(Stored records)
- - -

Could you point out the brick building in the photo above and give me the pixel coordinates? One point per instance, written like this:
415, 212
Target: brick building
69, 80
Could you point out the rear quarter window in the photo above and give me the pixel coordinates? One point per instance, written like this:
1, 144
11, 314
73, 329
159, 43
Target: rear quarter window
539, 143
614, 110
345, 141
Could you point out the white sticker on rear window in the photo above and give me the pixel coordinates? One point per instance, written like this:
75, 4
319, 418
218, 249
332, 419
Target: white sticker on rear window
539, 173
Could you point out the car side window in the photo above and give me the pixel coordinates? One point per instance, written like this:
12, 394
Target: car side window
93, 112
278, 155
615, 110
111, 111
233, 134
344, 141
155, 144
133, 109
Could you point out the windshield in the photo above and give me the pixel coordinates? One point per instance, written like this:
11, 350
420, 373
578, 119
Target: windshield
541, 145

- - -

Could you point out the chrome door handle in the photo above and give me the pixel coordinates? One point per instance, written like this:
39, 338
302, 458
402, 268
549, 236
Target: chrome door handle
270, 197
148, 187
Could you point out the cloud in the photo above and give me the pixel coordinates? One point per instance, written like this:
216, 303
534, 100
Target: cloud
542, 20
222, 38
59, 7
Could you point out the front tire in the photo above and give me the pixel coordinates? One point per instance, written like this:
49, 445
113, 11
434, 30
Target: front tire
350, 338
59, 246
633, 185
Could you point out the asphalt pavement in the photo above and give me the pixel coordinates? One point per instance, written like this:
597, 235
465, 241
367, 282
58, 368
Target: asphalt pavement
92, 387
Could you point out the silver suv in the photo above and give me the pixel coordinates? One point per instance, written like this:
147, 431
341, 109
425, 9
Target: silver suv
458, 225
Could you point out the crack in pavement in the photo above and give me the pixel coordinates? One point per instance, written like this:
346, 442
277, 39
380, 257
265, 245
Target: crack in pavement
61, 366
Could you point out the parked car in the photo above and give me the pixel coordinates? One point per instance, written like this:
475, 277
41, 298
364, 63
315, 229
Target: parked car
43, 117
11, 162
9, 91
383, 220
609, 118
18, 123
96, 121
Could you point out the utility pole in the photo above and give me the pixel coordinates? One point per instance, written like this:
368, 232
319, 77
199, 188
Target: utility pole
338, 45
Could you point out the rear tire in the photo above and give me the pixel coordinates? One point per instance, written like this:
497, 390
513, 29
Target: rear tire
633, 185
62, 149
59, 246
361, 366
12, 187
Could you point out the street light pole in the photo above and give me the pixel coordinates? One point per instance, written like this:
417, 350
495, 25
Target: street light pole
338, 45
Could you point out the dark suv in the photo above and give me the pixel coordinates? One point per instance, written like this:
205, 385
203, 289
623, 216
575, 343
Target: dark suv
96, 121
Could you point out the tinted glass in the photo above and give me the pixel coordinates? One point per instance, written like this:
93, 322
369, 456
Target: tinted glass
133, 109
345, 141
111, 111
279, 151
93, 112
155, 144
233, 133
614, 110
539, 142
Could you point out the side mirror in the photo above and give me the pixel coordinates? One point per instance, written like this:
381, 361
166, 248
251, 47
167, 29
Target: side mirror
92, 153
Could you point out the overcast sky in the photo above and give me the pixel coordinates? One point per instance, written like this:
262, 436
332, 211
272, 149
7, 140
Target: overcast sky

- - -

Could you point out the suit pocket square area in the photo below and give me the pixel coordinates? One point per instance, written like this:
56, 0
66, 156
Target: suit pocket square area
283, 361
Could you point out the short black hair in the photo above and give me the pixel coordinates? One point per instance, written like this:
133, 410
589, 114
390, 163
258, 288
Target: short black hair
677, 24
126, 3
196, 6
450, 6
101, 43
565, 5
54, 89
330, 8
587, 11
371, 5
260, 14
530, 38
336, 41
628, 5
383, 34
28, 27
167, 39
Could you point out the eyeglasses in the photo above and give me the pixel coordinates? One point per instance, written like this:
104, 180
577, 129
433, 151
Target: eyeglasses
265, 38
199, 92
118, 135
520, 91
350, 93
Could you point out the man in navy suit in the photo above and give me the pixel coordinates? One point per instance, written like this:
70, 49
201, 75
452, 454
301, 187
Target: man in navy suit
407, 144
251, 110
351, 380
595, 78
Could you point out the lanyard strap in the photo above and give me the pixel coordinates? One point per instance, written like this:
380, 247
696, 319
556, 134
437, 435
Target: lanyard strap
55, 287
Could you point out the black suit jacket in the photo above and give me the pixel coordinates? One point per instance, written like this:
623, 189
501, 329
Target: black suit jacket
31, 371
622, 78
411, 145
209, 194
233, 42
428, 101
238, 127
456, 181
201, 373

- - -

• _Task to carry out_:
Each line above where the word "overcast" occurs should be returned in full.

• _Response for this exercise_:
Could you point out the overcast sky in the photo above and give me the pixel coordinates? One point per instance, written like this:
Target: overcast sky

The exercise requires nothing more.